══ Records for this exercise

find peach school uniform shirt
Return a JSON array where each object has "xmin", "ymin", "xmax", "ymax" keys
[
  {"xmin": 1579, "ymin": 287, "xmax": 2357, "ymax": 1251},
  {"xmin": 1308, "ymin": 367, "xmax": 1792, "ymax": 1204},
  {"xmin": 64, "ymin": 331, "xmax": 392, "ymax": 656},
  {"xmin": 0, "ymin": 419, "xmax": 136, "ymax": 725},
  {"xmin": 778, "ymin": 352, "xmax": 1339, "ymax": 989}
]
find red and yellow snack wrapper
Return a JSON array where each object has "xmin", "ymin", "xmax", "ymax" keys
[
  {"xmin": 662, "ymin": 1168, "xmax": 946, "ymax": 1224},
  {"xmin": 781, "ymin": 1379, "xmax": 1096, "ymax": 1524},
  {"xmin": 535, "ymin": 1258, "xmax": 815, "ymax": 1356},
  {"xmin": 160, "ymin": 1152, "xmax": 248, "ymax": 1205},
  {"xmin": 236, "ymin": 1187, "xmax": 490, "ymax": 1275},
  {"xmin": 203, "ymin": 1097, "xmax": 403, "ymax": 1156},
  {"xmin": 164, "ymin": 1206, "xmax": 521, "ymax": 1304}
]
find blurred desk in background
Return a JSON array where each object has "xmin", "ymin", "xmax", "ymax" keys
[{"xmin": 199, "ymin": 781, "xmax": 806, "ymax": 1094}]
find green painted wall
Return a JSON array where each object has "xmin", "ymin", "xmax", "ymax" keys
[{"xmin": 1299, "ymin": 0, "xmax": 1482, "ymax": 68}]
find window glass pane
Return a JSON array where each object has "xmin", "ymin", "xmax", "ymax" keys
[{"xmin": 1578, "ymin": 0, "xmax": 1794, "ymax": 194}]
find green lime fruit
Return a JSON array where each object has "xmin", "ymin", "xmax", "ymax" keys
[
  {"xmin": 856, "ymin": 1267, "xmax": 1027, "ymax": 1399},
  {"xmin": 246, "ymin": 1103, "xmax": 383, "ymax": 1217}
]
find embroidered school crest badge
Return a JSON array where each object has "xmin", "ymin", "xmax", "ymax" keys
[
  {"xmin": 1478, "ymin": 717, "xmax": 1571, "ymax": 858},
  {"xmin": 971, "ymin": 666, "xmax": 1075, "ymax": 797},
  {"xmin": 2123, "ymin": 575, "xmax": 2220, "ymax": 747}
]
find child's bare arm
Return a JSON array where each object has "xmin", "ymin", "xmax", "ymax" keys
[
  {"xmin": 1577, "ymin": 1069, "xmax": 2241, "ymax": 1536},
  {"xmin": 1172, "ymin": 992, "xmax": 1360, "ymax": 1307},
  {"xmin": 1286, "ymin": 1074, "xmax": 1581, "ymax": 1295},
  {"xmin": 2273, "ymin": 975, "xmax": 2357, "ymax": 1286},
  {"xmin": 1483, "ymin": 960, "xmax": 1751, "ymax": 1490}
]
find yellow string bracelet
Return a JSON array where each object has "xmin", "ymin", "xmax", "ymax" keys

════

● Work order:
Filter the entries above down to the lines that contain "find".

● Result of this task:
find peach school uniform shirt
find red and yellow snack wrapper
find blurred desk in background
find green painted wall
find window glass pane
find green lime fruit
find embroidered school crest badge
find child's bare arm
find yellow string bracelet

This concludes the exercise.